**PROBLEM DETAILS:** Output the lines below unchanged, from the line with "target: glass dome" to the line with "POLYGON ((133 101, 133", both included.

[Items from a data source]
══════

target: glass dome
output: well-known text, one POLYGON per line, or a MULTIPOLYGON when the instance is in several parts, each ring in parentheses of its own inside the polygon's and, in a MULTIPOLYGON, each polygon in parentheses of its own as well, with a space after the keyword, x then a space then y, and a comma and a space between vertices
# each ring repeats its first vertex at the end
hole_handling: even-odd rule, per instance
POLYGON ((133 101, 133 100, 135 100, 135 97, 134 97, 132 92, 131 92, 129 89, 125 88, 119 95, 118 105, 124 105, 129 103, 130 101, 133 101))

══════

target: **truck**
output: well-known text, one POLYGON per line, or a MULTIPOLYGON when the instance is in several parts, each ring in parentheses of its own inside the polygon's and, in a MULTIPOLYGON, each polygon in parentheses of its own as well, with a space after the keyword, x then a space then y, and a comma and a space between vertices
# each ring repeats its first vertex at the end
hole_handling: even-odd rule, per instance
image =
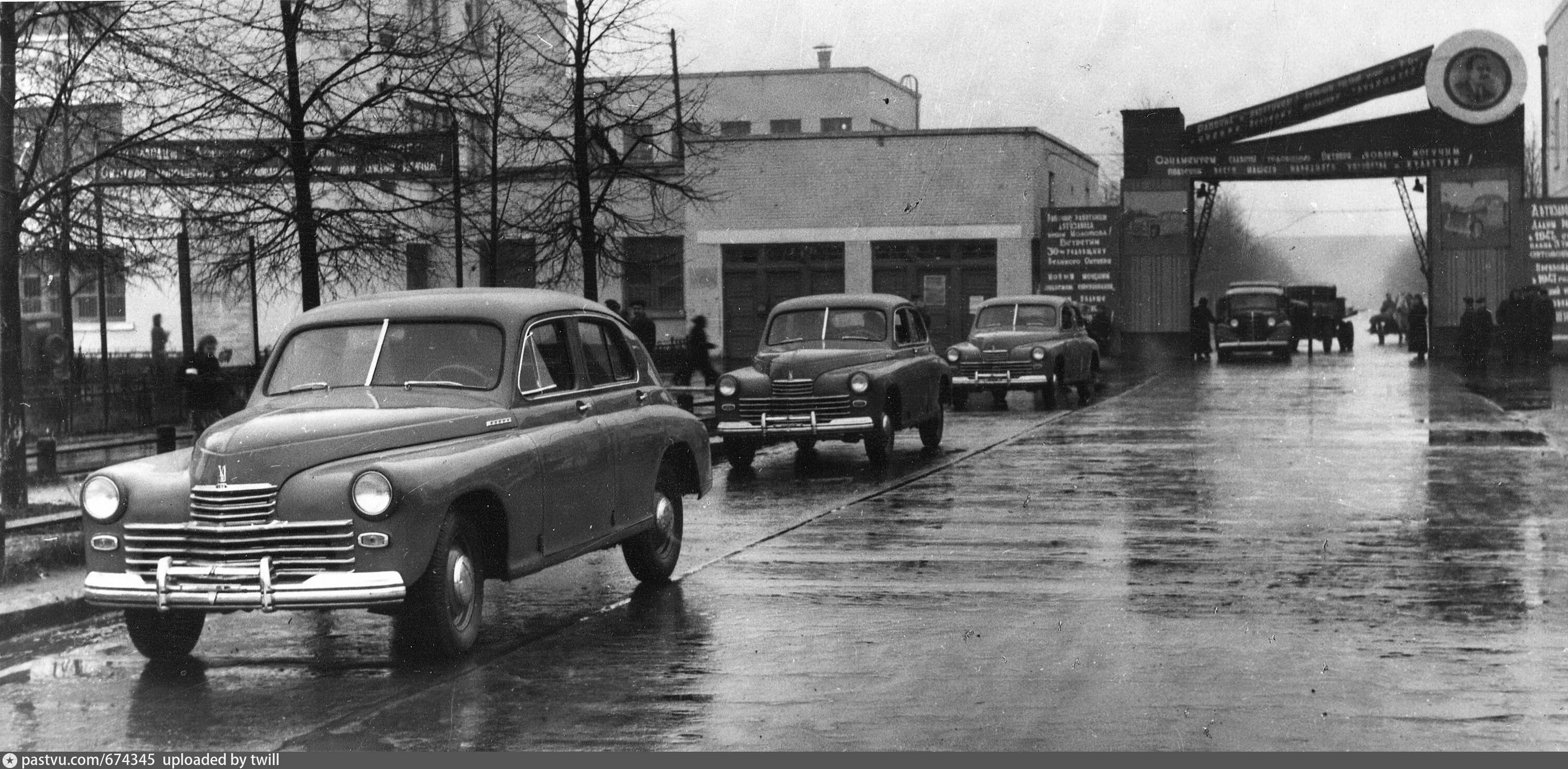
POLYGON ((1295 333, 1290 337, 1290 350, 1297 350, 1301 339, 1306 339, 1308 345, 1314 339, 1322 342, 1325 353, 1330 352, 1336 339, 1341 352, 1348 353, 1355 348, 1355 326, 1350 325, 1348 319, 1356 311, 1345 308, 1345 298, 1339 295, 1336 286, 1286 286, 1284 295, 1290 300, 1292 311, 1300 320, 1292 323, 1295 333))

══════

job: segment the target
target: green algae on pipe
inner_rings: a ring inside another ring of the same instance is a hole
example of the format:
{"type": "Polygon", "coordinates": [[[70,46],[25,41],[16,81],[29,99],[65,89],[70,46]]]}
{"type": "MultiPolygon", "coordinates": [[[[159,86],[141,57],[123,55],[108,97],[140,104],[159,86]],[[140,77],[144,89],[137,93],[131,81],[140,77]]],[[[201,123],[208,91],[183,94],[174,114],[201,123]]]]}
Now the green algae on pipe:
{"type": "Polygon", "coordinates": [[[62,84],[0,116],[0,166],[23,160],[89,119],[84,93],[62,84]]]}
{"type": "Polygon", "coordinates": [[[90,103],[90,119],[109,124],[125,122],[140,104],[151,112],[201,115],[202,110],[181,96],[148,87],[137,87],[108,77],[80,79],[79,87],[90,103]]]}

══════

**SOLUTION TO THIS EXERCISE:**
target: glass dome
output: well-known text, one POLYGON per line, or a MULTIPOLYGON when the instance is in several parts, each ring in parentheses of its own inside the polygon's and, in a MULTIPOLYGON, each polygon in parentheses of its own as well, with a space after the keyword, x then a space then y, and a comma and a space between vertices
# each ring repeats its first vertex at the end
hole_handling: even-odd rule, per instance
POLYGON ((133 101, 133 100, 135 100, 135 97, 134 97, 132 92, 131 92, 129 89, 125 88, 119 95, 118 105, 124 105, 129 103, 130 101, 133 101))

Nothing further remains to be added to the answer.